▶ _Task description_:
Counting every line in the entries below where the word "person" occurs, report how many there are. Give only that number.

▶ _Referring expression data_:
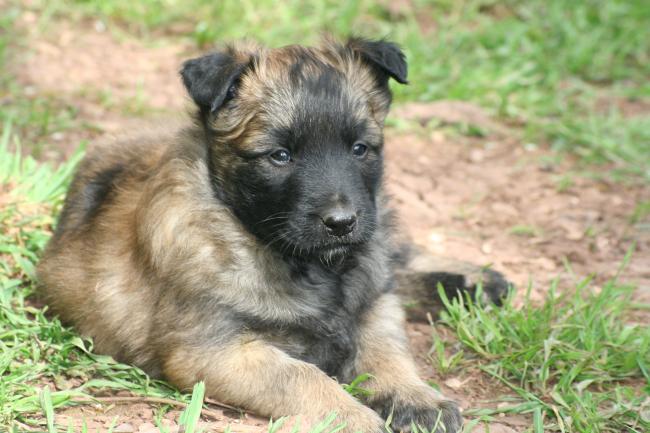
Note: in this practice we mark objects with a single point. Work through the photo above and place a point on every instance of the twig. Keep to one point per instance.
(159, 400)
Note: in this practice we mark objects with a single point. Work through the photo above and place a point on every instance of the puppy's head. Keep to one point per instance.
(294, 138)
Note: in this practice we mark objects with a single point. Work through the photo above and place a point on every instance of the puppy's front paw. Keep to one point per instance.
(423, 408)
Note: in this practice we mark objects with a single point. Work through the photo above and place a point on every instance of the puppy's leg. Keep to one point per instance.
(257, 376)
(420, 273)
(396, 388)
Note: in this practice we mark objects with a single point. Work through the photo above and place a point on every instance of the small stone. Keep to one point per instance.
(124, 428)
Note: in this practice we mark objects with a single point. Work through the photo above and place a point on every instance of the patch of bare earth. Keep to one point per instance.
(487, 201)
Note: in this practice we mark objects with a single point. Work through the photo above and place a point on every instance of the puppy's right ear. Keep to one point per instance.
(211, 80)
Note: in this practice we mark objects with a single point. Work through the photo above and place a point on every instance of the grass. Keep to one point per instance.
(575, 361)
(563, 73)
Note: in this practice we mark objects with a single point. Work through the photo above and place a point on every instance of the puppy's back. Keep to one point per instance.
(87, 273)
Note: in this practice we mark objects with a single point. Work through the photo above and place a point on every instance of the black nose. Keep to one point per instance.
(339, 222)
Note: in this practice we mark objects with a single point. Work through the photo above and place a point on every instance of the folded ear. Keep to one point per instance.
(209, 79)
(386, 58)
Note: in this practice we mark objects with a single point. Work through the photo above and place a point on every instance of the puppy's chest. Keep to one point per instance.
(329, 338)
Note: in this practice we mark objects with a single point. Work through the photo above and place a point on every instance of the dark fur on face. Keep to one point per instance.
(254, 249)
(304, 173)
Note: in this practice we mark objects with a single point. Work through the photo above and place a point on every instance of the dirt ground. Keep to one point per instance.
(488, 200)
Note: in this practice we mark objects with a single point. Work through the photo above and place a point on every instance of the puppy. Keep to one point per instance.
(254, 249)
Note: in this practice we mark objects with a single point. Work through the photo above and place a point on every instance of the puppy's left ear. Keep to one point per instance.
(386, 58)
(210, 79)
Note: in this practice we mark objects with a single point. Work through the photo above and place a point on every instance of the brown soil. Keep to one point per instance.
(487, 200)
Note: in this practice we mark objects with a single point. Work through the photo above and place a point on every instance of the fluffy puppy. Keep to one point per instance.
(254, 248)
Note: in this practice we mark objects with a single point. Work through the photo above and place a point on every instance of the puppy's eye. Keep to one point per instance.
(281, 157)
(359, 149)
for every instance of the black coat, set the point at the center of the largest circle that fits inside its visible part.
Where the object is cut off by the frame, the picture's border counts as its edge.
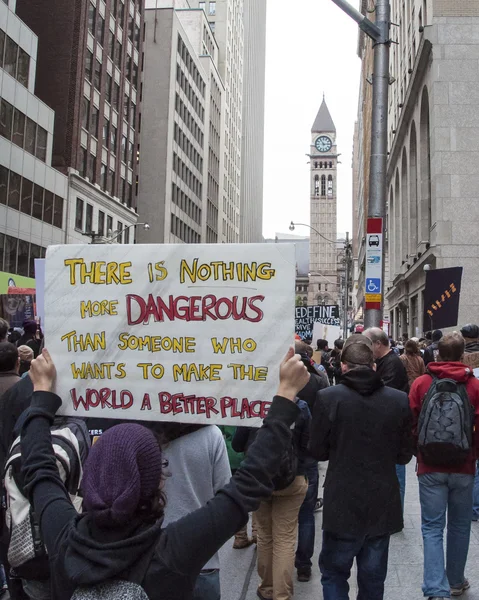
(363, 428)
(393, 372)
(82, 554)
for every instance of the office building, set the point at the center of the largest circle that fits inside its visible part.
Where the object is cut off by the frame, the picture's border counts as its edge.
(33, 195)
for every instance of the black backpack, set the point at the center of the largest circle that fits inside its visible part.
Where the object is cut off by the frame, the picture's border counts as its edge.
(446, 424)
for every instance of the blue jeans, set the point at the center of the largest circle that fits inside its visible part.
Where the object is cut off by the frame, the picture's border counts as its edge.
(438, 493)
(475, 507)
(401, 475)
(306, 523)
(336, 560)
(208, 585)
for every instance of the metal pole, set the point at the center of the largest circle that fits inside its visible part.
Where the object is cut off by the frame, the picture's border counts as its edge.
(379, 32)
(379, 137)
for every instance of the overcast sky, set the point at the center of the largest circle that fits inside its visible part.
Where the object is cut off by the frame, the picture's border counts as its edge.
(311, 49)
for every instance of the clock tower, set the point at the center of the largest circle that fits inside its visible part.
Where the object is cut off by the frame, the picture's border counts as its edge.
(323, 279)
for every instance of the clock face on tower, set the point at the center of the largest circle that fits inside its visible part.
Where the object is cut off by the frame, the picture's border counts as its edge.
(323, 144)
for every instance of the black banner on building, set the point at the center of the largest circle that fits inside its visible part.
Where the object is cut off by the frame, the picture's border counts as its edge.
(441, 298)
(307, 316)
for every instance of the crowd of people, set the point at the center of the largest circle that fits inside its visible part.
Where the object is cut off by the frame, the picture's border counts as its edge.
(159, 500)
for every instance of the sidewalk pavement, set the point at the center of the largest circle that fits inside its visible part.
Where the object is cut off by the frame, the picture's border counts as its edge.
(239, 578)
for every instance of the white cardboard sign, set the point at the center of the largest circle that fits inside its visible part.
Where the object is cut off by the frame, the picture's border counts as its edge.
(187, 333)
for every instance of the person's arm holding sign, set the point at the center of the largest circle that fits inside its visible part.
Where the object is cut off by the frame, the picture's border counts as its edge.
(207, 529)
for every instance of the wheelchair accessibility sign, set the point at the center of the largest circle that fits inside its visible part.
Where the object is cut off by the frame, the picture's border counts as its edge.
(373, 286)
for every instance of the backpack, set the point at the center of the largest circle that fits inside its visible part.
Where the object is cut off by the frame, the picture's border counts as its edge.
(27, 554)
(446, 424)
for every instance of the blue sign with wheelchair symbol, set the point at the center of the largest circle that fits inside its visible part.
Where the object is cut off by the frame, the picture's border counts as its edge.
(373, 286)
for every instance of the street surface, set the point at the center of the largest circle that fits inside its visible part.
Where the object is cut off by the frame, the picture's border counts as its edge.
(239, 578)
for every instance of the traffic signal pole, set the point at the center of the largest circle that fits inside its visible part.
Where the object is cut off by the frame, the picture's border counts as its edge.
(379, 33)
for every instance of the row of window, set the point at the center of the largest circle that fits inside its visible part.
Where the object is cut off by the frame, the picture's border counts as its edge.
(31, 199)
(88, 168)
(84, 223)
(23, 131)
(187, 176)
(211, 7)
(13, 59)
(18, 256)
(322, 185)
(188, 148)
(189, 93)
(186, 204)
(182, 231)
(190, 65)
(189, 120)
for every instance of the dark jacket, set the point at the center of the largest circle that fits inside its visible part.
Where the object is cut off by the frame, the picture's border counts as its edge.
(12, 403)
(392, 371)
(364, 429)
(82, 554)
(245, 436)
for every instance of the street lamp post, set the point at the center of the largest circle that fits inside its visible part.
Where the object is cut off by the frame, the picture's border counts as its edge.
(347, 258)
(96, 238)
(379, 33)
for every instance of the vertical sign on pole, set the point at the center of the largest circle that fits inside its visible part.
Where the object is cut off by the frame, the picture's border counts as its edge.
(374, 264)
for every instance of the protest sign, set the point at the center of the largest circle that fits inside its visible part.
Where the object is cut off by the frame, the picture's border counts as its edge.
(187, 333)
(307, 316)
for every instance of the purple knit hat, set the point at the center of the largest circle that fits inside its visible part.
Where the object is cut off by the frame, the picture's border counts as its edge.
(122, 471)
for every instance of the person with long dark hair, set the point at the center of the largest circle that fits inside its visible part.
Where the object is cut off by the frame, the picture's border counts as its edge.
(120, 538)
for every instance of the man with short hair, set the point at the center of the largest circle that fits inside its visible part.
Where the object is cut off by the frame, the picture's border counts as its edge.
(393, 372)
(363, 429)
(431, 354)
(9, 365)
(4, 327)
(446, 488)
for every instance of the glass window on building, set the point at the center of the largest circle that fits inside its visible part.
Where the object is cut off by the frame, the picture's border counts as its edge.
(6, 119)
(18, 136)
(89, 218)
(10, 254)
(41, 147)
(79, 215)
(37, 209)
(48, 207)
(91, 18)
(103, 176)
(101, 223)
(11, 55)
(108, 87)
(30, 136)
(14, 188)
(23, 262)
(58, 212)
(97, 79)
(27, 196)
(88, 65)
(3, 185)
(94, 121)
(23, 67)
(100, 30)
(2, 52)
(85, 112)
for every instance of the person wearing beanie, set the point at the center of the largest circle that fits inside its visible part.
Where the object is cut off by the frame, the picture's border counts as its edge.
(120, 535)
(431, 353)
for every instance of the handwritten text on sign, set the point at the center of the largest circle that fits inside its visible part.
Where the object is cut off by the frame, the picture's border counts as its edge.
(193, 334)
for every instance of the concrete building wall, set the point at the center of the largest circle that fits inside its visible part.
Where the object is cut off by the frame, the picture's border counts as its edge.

▶ _Answer to this task_:
3